**Document extract**
Thus, I ended up listening to hundreds of speeches like this one:

My dream in the future is a civil servant. The civil servant can be useful for the person though what you want to become has not been decided yet. It is therefore because of the desire as it is possible to repay the kindness to the people, family, and the friend in the vicinity that is indebted up to now. It tries out for after it finishes high school to join the civil service or there is a method of going to each special school. I think that I should hold out study and club activities in this High school to join the civil service before that. In study, it reviews, it is prepared to seem to do by the following class, and I think that have doing by the class remembered all by it because it returns to the house in the content studied at the school so as not to get a red point in the future very day. When summer vacation opens because the society is not the good at five subjects and the school starts, I have it to work or study around the society. I belong to the soccer club the club. The soccer club in the high school holds out the exchange and garbage with the person in the study region though it is wide. It is possible to become man that the boast is popular among me besides the technology of soccer and the improvement of physical strength when entering this soccer club though soccer holds out of course. We will have it for the offering enjoying the original cancer denunciation of the guidance of the teacher of adviser's valley it is possible to do teacher and the class and the school life in the future for the future though it becomes impossible to do becoming busy because of the examination when becoming the third grader and enjoying the school life so much.

Does your head hurt yet? If not, here's another:

The time is thing what I can not live without. The time can not stopping. No matter what anybody says, we can not change it. The time can not stop. I often think. "I am happy if the time is stop." And, "The time is stop? That is impossible!" I felt fast in the morning. "I am sleepy. I do not want to act." But the time is fast gaining. the time is not forgive. I felt slowly in class. One minute but I felt ten minute. the time is slowly gaining. The time is not forgive. When I am happy, the time is fast gaining. When I am not happy, the time is slow gaining. The time is unfair. So I do not like time. But, the time is nothing if I will very difficulty. Because I am listless, there is the time. So I hurry to school. "Hurry up! I will be late!" So I am upset. "It is already ten o'clock. I must study English my homework!" So I am relief. "It is only nine o'clok. I play a little more game." If there is not the time, I can not nothing. Not only me, people need the time. It is Japanese, American, Chinese, French and British so. But there are people that do not mind the time in the world. It is only a few country. Other countrys have run down by the time. We need the time, when go to the work, when go to school, when wait for a parson, when get up early and so on. The time is one of the most important thing of the present day. If keep to the time, dismissed from the company. If keep to the time, lose a parson's trust. I do not like the time but it need me.

Needless to say, I was about ready to hammer my brains out by the time I'd listened to the students recite 300 monotone speeches like this. I wouldn't wish this assignment on my worst enemy.

It really frustrated me that we wasted class time on this. The kids clearly hated delivering the speeches, and in every class they just went straight to sleep until it was their turn. The (very messy) written transcripts were so horribly mangled that it was impossible for me to correct them in a really meaningful way. I tried anyway.

The experience made me realize the value of the detailed curriculum standards that the U.S. and the state of Ohio have created. I don't think American teachers have the flexibility to assign meaningless work like this because they're too busy aligning all their lessons to cover concepts on the standardized tests. Maybe the government's heavy hand in the education system isn't as bad as I thought. Yes, it means every kid gets a cookie cutter education, but it also means teachers are forced to design lessons and assignments with a clear purpose.

**Action item**
Transcribe the part of the post about the student speeches between "Needless to say, I" and "I tried anyway.", inclusive.

**Free-text object descriptions**
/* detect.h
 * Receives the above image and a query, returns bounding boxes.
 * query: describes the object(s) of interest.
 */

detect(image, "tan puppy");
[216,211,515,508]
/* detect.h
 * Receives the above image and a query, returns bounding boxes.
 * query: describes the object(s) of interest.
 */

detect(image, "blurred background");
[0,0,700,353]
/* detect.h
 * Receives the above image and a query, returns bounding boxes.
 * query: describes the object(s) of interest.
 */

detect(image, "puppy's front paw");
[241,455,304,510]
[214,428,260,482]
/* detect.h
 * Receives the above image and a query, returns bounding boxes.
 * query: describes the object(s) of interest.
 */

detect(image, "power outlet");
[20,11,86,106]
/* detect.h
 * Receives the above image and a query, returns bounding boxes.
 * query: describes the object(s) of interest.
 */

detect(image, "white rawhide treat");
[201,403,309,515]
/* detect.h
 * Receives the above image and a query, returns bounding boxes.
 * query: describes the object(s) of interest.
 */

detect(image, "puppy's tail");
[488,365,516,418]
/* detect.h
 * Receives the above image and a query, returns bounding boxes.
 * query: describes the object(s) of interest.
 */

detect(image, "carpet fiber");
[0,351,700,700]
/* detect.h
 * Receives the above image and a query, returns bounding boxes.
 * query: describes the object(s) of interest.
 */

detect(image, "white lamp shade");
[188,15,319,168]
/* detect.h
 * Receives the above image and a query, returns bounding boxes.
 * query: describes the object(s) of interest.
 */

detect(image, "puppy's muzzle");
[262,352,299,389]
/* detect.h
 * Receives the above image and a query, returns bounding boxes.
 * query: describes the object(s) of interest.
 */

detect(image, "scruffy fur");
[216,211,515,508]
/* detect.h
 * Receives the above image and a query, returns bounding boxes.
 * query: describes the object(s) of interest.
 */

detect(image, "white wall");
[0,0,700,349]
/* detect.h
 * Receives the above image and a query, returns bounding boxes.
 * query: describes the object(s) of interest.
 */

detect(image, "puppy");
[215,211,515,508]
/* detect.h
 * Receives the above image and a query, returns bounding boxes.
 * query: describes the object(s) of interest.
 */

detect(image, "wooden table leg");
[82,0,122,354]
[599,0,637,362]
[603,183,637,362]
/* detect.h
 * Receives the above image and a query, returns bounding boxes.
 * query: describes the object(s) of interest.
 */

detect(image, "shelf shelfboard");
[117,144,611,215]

**Result of this exercise**
Needless to say, I was about ready to hammer my brains out by the time I'd listened to the students recite 300 monotone speeches like this. I wouldn't wish this assignment on my worst enemy.

It really frustrated me that we wasted class time on this. The kids clearly hated delivering the speeches, and in every class they just went straight to sleep until it was their turn. The (very messy) written transcripts were so horribly mangled that it was impossible for me to correct them in a really meaningful way. I tried anyway.